§ Records provided
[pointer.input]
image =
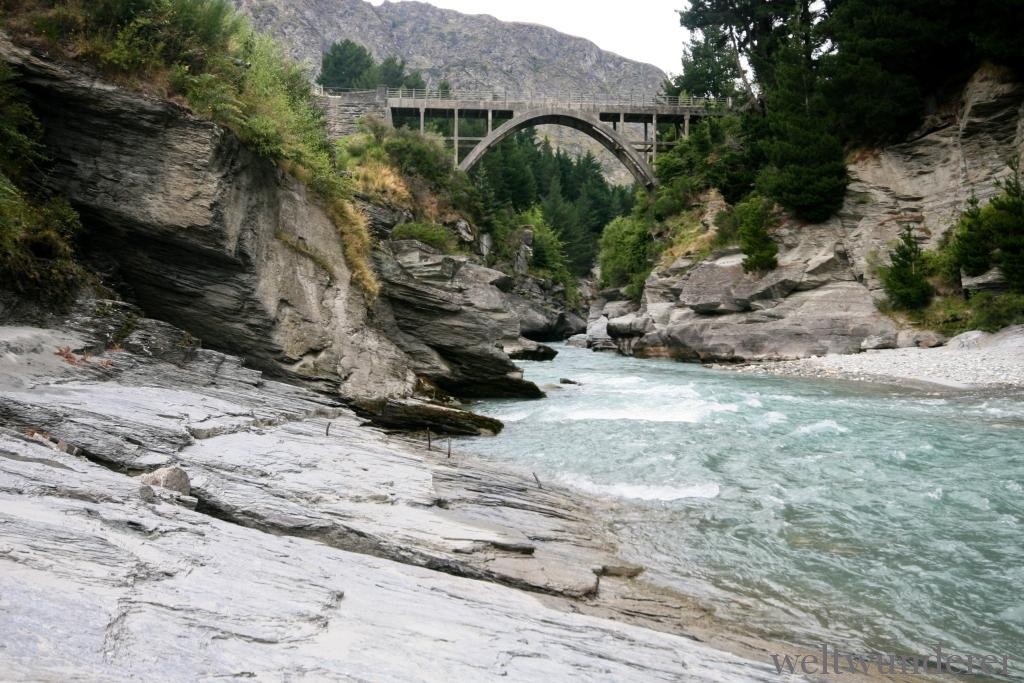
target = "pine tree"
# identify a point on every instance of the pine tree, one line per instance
(806, 171)
(1008, 228)
(709, 67)
(972, 244)
(345, 65)
(753, 216)
(904, 280)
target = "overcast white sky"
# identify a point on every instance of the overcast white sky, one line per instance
(643, 30)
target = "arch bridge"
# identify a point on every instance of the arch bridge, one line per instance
(628, 126)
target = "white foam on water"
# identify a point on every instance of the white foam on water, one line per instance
(822, 426)
(513, 416)
(690, 412)
(643, 492)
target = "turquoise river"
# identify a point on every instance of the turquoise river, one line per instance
(812, 511)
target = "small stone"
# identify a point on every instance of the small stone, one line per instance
(146, 494)
(623, 570)
(173, 478)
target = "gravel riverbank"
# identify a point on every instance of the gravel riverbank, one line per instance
(971, 360)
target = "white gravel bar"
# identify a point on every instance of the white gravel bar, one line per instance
(971, 360)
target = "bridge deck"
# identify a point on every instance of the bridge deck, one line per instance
(601, 116)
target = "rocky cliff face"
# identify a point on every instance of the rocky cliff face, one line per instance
(821, 299)
(209, 237)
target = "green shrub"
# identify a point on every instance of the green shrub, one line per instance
(626, 255)
(549, 259)
(753, 216)
(993, 235)
(433, 235)
(1007, 226)
(905, 280)
(992, 312)
(37, 258)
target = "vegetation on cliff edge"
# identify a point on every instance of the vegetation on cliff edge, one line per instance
(204, 51)
(37, 256)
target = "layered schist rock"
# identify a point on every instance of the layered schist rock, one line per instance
(448, 314)
(270, 534)
(821, 298)
(209, 237)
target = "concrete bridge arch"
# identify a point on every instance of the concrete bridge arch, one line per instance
(611, 139)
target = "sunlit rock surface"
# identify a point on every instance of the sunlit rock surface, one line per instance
(307, 545)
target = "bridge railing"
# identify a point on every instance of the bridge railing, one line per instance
(565, 100)
(569, 99)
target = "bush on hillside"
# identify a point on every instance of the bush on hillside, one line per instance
(905, 280)
(753, 217)
(37, 258)
(433, 235)
(626, 254)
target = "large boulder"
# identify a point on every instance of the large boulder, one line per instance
(446, 313)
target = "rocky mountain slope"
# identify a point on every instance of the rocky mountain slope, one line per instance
(821, 299)
(473, 52)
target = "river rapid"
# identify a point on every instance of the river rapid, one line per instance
(865, 517)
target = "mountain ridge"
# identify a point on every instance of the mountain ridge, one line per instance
(469, 50)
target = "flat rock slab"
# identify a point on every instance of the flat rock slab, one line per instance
(97, 584)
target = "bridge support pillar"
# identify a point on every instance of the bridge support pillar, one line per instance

§ What the task asks
Look through the entries above, and wherever a line holds the word "pillar", copy it.

§ Result
target = "bridge support pillar"
# identify a point on every instance of the bridge support pillar, one line per instance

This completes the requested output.